# [TEXT SECTION]

So the very wiring that kept our ancestors alive makes us, as traders, snatch our winners and nurse our losers — the precise inverse of what the markets reward. This is why the rule has to be a rule, written down and obeyed mechanically, rather than a feeling you trust in the moment. Your instincts in profit and in loss are both pointing you the wrong way. Left to feel your way through, you will reliably do the destructive thing, because the destructive thing is the one that feels better at the time.

The discipline that puts it right

Turning the rule into practice comes down to two concrete habits, one for each side of the trade.

On the loss side: decide your exit before you enter, and honour it without negotiation. A predefined stop-loss is not pessimism; it is the mechanism that keeps your losses small while they are still small, before hope has a chance to talk you out of it. The decision to cut is made in advance, in a calm state, so that when the market hits the level you do not get to reconsider — you are simply out, with the small, survivable loss you planned for. The hardest part is not setting the stop. It is leaving it alone and never widening it "just this once," which is the single move that turns Rule No. 5 back into the disaster it is meant to prevent.

# [RECORD EXCERPTS]

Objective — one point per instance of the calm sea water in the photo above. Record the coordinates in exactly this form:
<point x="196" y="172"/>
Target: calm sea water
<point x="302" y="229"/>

--

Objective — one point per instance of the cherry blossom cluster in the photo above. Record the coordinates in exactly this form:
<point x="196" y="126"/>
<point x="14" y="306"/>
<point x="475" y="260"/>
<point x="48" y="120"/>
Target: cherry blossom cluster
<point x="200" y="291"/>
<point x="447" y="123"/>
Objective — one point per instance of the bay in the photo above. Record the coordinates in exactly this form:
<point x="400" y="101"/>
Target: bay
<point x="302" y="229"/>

==

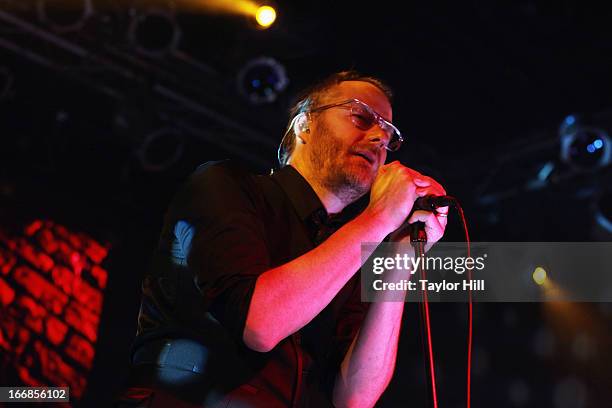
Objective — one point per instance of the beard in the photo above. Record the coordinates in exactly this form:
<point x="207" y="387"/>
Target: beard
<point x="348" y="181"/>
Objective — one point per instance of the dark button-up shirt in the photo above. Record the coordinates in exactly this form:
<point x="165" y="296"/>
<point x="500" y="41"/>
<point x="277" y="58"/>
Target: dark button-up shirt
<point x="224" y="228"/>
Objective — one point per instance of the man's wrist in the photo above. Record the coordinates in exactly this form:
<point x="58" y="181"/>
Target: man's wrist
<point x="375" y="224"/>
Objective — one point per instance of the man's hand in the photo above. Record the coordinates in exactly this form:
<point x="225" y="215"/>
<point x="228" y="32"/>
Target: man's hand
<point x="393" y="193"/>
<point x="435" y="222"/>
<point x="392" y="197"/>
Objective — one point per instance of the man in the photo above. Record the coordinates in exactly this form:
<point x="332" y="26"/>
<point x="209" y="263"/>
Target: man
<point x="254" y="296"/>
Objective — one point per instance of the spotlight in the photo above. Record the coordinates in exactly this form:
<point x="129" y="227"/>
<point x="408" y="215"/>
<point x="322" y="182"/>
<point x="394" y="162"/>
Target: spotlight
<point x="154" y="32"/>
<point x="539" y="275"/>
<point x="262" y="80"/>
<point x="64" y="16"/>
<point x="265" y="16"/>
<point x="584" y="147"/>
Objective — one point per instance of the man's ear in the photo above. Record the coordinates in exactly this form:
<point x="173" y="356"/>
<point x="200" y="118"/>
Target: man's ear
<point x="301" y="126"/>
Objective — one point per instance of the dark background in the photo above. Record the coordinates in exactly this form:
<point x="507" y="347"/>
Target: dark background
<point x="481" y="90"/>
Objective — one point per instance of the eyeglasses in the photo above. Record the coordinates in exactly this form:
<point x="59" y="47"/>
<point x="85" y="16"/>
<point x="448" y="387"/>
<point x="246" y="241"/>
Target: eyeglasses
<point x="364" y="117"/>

# [WHAT YOU WILL DO]
Quote the trading-discipline text verbatim, starting with "The discipline that" and going on through "meant to prevent.".

# [COMPLETED TASK]
The discipline that puts it right

Turning the rule into practice comes down to two concrete habits, one for each side of the trade.

On the loss side: decide your exit before you enter, and honour it without negotiation. A predefined stop-loss is not pessimism; it is the mechanism that keeps your losses small while they are still small, before hope has a chance to talk you out of it. The decision to cut is made in advance, in a calm state, so that when the market hits the level you do not get to reconsider — you are simply out, with the small, survivable loss you planned for. The hardest part is not setting the stop. It is leaving it alone and never widening it "just this once," which is the single move that turns Rule No. 5 back into the disaster it is meant to prevent.